### Exercise goal
Return the data below unchanged, keeping every line in its original order.

(Location labeling records)
"""

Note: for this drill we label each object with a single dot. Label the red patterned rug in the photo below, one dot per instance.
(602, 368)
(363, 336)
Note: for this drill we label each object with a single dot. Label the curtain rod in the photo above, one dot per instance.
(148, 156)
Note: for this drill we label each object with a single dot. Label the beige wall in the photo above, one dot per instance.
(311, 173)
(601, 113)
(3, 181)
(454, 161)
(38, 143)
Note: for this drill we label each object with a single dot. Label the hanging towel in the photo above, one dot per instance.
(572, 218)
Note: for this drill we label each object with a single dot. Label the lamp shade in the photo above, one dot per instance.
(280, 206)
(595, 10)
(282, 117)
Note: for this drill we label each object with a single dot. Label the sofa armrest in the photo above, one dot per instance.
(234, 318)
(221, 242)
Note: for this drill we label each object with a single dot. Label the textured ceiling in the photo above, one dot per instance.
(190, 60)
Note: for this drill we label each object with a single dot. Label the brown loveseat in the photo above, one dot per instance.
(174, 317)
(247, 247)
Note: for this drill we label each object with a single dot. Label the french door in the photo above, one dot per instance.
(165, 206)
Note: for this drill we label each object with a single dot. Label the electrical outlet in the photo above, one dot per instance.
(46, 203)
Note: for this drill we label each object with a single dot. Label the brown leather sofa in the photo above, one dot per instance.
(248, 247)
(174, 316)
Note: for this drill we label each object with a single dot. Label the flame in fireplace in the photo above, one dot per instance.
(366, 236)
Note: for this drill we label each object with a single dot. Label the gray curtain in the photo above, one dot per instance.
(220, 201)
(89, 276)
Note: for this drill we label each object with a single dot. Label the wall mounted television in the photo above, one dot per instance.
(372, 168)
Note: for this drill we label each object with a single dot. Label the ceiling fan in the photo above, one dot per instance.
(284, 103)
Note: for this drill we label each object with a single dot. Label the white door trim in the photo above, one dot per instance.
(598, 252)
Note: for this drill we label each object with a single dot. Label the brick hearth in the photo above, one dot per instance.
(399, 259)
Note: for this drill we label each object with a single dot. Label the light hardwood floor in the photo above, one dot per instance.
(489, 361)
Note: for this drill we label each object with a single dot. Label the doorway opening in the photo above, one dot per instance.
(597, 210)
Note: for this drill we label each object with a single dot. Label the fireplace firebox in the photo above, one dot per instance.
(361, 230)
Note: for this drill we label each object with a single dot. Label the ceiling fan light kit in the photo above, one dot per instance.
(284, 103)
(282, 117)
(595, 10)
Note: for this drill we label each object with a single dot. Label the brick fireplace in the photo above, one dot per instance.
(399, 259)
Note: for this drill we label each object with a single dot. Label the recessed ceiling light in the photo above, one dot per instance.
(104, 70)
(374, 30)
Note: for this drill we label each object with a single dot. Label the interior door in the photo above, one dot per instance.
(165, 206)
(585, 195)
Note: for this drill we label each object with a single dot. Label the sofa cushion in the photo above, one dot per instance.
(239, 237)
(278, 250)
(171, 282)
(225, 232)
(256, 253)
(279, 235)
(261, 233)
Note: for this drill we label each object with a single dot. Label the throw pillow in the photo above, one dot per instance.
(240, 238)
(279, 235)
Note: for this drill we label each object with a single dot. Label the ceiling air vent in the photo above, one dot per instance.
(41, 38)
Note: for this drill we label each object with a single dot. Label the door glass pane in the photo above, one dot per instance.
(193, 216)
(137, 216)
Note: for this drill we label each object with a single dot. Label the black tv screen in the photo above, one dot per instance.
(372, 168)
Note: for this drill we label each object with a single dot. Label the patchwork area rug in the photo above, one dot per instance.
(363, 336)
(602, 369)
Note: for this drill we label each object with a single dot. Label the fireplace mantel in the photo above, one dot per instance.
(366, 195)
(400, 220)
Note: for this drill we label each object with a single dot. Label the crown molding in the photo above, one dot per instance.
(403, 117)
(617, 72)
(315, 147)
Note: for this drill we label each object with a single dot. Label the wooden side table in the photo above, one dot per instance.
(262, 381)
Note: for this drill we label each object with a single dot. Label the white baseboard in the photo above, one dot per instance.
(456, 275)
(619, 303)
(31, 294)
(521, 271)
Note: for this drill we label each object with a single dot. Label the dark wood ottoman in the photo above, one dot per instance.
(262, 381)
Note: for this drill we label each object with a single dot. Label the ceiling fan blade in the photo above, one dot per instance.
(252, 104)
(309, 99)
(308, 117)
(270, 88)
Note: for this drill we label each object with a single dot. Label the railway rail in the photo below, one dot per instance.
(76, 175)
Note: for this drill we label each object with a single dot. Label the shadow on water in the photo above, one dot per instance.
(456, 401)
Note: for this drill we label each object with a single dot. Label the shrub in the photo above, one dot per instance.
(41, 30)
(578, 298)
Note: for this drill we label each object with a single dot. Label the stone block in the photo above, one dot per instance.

"""

### Exercise solution
Note: for this drill we label each object with a single dot. Label the red patterned rug in the photo below, one dot per instance.
(602, 368)
(363, 336)
Note: for this drill we label each object with a single dot. Label the curtain rod in the photo above, one dot per instance.
(148, 156)
Note: for this drill we label each object with a single dot. Label the beige wall in the photo above, one dot per instance.
(311, 173)
(601, 113)
(3, 181)
(454, 161)
(38, 143)
Note: for this drill we label each object with a single dot. Label the hanging towel in the photo above, one dot per instance.
(572, 218)
Note: for this drill we label each object with a single dot. Label the lamp shade in the photo above, one dot per instance.
(280, 206)
(595, 10)
(282, 117)
Note: for this drill we label each object with a single dot. Label the sofa armrest in the photo above, one dot per instance.
(234, 318)
(221, 242)
Note: for this drill we label each object with a single dot. Label the textured ceiling in the photo above, one dot per instance.
(190, 60)
Note: for this drill we label each object with a single dot. Label the brown loveseat in the photo above, one dot per instance.
(174, 317)
(247, 247)
Note: for this drill we label each object with a single dot. Label the french door in the photo above, one dot per instance.
(165, 206)
Note: for this drill we label each object with a single dot. Label the electrical outlet in the photo above, one dot per instance.
(46, 203)
Note: for this drill we label each object with a single dot. Label the brown leather sofa in the photo above, one dot per instance.
(248, 247)
(174, 316)
Note: for this drill we label each object with a single dot. Label the flame in fireplace in the photo above, one dot per instance.
(366, 236)
Note: for this drill we label each object with a single dot. Label the gray curtain in the photo above, one dot per instance.
(220, 201)
(89, 276)
Note: for this drill we label each object with a single dot. Label the wall mounted television in the photo above, one dot per instance.
(372, 168)
Note: for this drill we label each object with a single dot. Label the ceiling fan in the photo above, one dot per instance.
(284, 103)
Note: for this drill we label each object with a single dot. Label the white door trim in the photo above, one dot per instance.
(598, 252)
Note: for this drill we label each object with a single dot. Label the brick hearth in the photo above, one dot per instance.
(399, 259)
Note: for this drill we label each object with a single dot. Label the light hardwood floor in the photo above, one dot per instance.
(489, 361)
Note: for this drill we label each object with a single dot. Label the doorway opening in the photo above, one dot per instance.
(597, 210)
Note: for this drill we label each object with a single dot. Label the fireplace firebox in the photo above, one dot per instance.
(361, 230)
Note: for this drill we label each object with a single dot. Label the ceiling fan light kit in the photo above, one dot per instance.
(284, 103)
(282, 117)
(595, 10)
Note: for this drill we label each object with a single dot. Label the brick fireplace in the photo above, one dot per instance.
(399, 259)
Note: for this drill we label each object with a single dot. Label the recessed ceiling light in the photo above, one dot per instance.
(104, 70)
(374, 30)
Note: for this drill we label each object with a single dot. Label the interior door in the photo above, one dot per instance.
(165, 206)
(585, 195)
Note: for this drill we label each object with a single dot. Label the sofa cushion in the photo above, one dot per instance.
(239, 237)
(278, 250)
(171, 282)
(225, 232)
(256, 253)
(279, 235)
(261, 233)
Note: for this drill we label each object with a single dot. Label the throw pillow in the photo above, one dot per instance.
(240, 238)
(279, 235)
Note: for this drill we label each object with a single dot. Label the ceiling air vent in the photo above, one dot per instance.
(41, 38)
Note: for this drill we label each object with a single dot. Label the door glass pane in the photo above, one dot per instance.
(193, 216)
(137, 216)
Note: for this drill we label each object with a single dot. Label the black tv screen in the photo above, one dot per instance.
(372, 168)
Note: for this drill we label each object with a single dot. Label the patchwork area rug in the photo above, one dot per instance.
(363, 336)
(602, 369)
Note: for this drill we label each object with a single dot. Label the fireplace mantel in the photo above, one dot per instance.
(366, 195)
(400, 220)
Note: for this drill we label each object with a single dot. Label the crown molding in the photo above, one dot per instance.
(403, 117)
(617, 72)
(315, 147)
Note: for this drill we label each object with a single dot. Label the wooden side table in the photo above, one dot per instance.
(262, 381)
Note: for this drill we label each object with a single dot. Label the white baseboard in the photo above, one dot per instance.
(456, 275)
(619, 303)
(31, 294)
(521, 271)
Note: for this drill we label each object with a single dot. Label the dark wood ottoman in the photo above, one dot per instance.
(262, 381)
Note: for this drill we label each object with a single dot. Label the ceiling fan blade in the photo above, one dot per instance.
(252, 104)
(309, 99)
(308, 117)
(270, 88)
Note: for this drill we label each object with a single dot. Label the railway rail in the photo below, one dot per instance.
(76, 175)
Note: for this drill we label each object with a single dot. Label the shadow on water in the photo above, one dot per instance.
(456, 401)
Note: for this drill we label each object with a single dot. Label the shrub in the photo above, one dot per instance.
(41, 30)
(578, 298)
Note: for this drill we label each object with a single dot. Label the stone block in the photo above, one dot per instance.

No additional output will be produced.